*** Document text ***

Sorbelato !!! what is that?

In my daily life, I tend to drown myself in details and routines and sometimes I feel even stagnant living happy times and sometimes not so happy times. Yet, all along those times and despite it all,  part of my mind functions in a reverie state and that is my strength. It is in that corner of blue sky in my mind that I think of ideas, of flavors, of a special touch to add to our product that we like to call a “spin”. I may go dormant and hardly blog but I hope YOU all, friends of Rollin’Gelato, don’t lose sight of us. Please keep visiting, there will be something that we like to share. Thank goodness for John who keeps up with the posting and keeps Rollin’ Gelato rolling.

***

__What to do__
Can you retype the Rollin’ Gelato blog post word for word, from its title through its final sentence?

*** Data section ***

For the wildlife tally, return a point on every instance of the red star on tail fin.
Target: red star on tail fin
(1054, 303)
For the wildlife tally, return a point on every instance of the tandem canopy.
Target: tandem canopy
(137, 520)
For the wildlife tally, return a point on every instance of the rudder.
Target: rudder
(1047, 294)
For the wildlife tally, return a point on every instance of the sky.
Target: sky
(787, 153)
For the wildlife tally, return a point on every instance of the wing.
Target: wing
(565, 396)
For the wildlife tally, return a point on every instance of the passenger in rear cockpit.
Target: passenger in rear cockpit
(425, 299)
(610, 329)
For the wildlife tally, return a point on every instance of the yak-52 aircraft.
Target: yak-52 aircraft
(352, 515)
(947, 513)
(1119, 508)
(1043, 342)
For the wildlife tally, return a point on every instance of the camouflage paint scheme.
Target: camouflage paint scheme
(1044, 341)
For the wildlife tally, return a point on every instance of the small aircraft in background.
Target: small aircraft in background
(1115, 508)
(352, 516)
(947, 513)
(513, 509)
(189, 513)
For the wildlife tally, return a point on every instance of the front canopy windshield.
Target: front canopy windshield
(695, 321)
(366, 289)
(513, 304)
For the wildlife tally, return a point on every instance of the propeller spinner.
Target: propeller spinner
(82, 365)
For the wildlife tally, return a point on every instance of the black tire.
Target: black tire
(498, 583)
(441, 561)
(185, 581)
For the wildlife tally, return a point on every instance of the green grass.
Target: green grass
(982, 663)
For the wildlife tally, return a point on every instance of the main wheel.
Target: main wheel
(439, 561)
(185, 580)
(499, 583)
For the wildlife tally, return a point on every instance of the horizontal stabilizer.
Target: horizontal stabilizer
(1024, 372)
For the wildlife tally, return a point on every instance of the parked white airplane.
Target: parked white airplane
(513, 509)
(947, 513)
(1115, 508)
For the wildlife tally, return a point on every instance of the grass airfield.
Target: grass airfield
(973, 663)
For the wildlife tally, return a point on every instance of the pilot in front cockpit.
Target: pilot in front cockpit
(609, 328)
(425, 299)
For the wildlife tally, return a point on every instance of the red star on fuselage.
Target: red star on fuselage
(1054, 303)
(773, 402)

***

__Response to the task__
Sorbelato !!! what is that?

In my daily life, I tend to drown myself in details and routines and sometimes I feel even stagnant living happy times and sometimes not so happy times. Yet, all along those times and despite it all,  part of my mind functions in a reverie state and that is my strength. It is in that corner of blue sky in my mind that I think of ideas, of flavors, of a special touch to add to our product that we like to call a “spin”. I may go dormant and hardly blog but I hope YOU all, friends of Rollin’Gelato, don’t lose sight of us. Please keep visiting, there will be something that we like to share. Thank goodness for John who keeps up with the posting and keeps Rollin’ Gelato rolling.